__ASSIGNMENT__
Would you write out all of the data exactly as it appears below?

__PROVIDED RECORDS__
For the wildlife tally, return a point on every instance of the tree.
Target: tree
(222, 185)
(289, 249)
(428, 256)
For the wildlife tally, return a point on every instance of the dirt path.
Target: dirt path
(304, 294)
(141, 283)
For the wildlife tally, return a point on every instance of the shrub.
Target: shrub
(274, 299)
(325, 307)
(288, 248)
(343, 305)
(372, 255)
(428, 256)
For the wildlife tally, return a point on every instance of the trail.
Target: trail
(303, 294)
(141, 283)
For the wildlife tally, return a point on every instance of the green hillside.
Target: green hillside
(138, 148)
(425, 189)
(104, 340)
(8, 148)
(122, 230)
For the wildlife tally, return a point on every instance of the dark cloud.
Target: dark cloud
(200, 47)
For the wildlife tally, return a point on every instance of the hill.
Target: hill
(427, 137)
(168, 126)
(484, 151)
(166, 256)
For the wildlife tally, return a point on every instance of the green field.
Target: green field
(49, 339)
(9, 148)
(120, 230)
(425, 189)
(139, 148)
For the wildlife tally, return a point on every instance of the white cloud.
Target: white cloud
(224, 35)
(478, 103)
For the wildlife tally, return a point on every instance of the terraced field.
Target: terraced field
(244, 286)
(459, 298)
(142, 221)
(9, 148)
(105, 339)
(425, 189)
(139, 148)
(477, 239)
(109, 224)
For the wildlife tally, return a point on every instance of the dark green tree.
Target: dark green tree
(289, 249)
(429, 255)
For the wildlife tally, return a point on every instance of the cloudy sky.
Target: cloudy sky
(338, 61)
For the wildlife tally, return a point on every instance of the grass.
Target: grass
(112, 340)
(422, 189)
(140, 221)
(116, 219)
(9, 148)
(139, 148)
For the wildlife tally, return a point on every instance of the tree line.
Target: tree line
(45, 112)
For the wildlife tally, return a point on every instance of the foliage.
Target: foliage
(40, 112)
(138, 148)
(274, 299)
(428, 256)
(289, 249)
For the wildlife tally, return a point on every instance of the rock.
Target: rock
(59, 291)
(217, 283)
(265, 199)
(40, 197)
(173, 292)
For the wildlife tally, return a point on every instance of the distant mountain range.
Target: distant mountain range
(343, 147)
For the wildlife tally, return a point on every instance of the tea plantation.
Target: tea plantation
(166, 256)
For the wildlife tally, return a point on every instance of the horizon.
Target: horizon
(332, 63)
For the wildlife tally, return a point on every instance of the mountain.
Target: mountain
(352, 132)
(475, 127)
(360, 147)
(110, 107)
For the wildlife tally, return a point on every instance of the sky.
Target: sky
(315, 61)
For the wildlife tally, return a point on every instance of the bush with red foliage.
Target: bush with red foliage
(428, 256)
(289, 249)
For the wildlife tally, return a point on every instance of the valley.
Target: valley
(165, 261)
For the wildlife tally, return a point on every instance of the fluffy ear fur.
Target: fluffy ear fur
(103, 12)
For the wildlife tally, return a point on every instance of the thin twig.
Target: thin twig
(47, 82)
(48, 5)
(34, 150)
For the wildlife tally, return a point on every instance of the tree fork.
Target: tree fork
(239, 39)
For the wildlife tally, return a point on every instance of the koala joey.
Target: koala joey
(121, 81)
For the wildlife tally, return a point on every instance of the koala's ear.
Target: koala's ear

__SOLUTION__
For the wildlife tally, return a point on every instance of the tree.
Target: tree
(222, 185)
(289, 249)
(428, 256)
For the wildlife tally, return a point on every instance of the dirt path.
Target: dirt path
(304, 294)
(141, 283)
For the wildlife tally, return a point on every instance of the shrub.
Target: shrub
(274, 299)
(325, 307)
(288, 248)
(343, 305)
(372, 255)
(428, 256)
For the wildlife tally, return a point on every instance of the trail.
Target: trail
(303, 294)
(141, 283)
For the wildlife tally, return a point on every instance of the green hillside.
Target: green hillside
(138, 148)
(425, 189)
(104, 340)
(8, 148)
(122, 230)
For the wildlife tally, return a point on every instance of the dark cloud.
Target: dark cloud
(200, 47)
For the wildlife tally, return a point on every instance of the hill.
Target: hill
(427, 137)
(168, 126)
(484, 151)
(166, 256)
For the wildlife tally, return a point on every instance of the green field.
Target: green field
(49, 339)
(9, 148)
(120, 230)
(425, 189)
(139, 148)
For the wildlife tally, return a point on every instance of the white cloud.
Target: white cloud
(224, 35)
(478, 103)
For the wildlife tally, return a point on every instance of the terraced field.
Target: terraced field
(244, 286)
(459, 298)
(142, 221)
(9, 148)
(105, 339)
(425, 189)
(139, 148)
(477, 239)
(109, 224)
For the wildlife tally, return a point on every instance of the dark green tree.
Target: dark green tree
(289, 249)
(429, 255)
For the wildlife tally, return a point on every instance of the cloudy sky.
Target: cloudy sky
(338, 61)
For the wildlife tally, return a point on every instance of the grass.
Target: grass
(112, 340)
(422, 189)
(140, 221)
(116, 219)
(9, 148)
(139, 148)
For the wildlife tally, return a point on every instance of the tree line.
Target: tree line
(45, 112)
For the wildlife tally, return a point on every instance of the foliage.
Target: foliage
(40, 112)
(138, 148)
(274, 299)
(428, 256)
(289, 249)
For the wildlife tally, return a point on every instance of the rock.
Target: rock
(59, 291)
(217, 283)
(265, 199)
(40, 197)
(173, 292)
For the wildlife tally, return a point on every instance of the distant mountain range.
Target: distant mountain range
(343, 147)
For the wildlife tally, return a point on every instance of the tea plantation.
Target: tea plantation
(166, 256)
For the wildlife tally, return a point on every instance of the horizon.
Target: horizon
(332, 63)
For the wildlife tally, return a point on every instance of the mountain.
Target: mountain
(352, 132)
(475, 127)
(360, 147)
(110, 107)
For the wildlife tally, return a point on every instance of the sky.
Target: sky
(315, 61)
For the wildlife tally, return a point on every instance of the bush with red foliage.
Target: bush with red foliage
(428, 256)
(289, 249)
For the wildlife tally, return a point on every instance of the valley.
Target: valley
(165, 261)
For the wildlife tally, return a point on every instance of the fluffy ear fur.
Target: fluffy ear fur
(103, 12)
For the wildlife tally, return a point on every instance of the thin twig.
Target: thin twig
(47, 82)
(48, 5)
(34, 150)
For the wildlife tally, return a point on every instance of the tree fork.
Target: tree fork
(239, 39)
For the wildlife tally, return a point on every instance of the koala joey.
Target: koala joey
(121, 81)
For the wildlife tally, return a point on every instance of the koala's ear.
Target: koala's ear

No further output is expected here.